Seçilmiş Alıntı:
Herkesin içindeki çiçeğin açması için sahne hazırlamak istiyorum.

Kendi çabalarına başkalarını da dahil etmeye başlıyor zamanla. Florence Nightingaleden staja gelen öğrencileri yanına veriyorlar. Gönüllü üniversite öğrencileriyle benim de dedem ninem var projesi yapıyorlar. Ata Yadigarı Kuruma Gönül Verip İlham Alanlar Derneği’ni (DİLHAN) kuruyorlar. Sosyal Hizmetlerden ayrılan çocuklar için evler açıyorlar. Kendi ayakları üzerinde durabilmeleri için iş imkanları sunuyorlar. Pek çok çocuğa sahne hazırlıyor, birçok çocuğun Havva Annesi oluyor…

‘’Yaşlılarla gençleri buluşturduk. Resimler, seramikler yaptılar birlikte. Yataktan kalkamayan hastalara da tepsilerde hazırlayıp götürüyorduk. Yaz aylarında karyolaları dışarı çıkarıyordum. Yazlık şemsiyeler almıştım. Talebeler de bahçede yemeklerini yediriyorlardı hastaların. Gençlere fikirlerini soruyordum daha başka neler yapılabilir diye. Üretemediğim bir an bana ziyan olmuş zaman gibi geliyor.’’

Çocuğumu kucağıma aldığımda tüm dünyaya sarılmak istemiştim.

Yapmanız Gereken: Alıntıdaki “Sosyal Hizmetlerden ayrılan çocuklar için evler açıyorlar.” cümlesini İngilizceye çeviriniz.

Verilen Veriler:
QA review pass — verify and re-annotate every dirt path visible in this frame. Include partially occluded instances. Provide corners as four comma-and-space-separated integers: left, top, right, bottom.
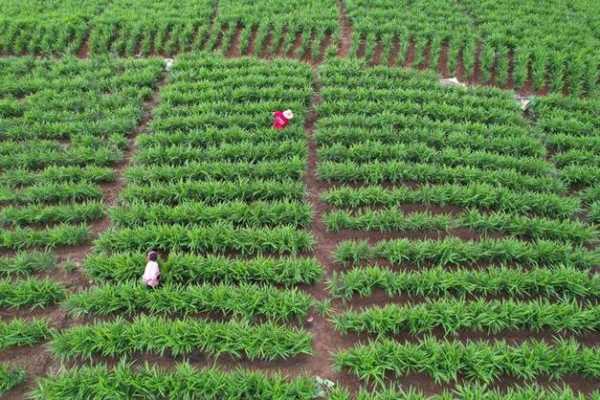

Eksiksiz Yanıt: They open homes for children who leave Social Services.